[Excerpts from a detection dataset]
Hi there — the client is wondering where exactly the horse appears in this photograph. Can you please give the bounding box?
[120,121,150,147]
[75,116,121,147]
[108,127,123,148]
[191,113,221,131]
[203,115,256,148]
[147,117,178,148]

:: Aim ::
Rewrite the material above, replacing "the client" with "the customer" and leaving everything else unchanged.

:: Answer for the task ::
Hi there — the customer is wondering where exactly the horse appears in this photograph. Can you please give the bounding box?
[120,121,150,147]
[75,116,121,147]
[108,127,123,148]
[191,113,221,131]
[203,115,256,148]
[147,117,178,148]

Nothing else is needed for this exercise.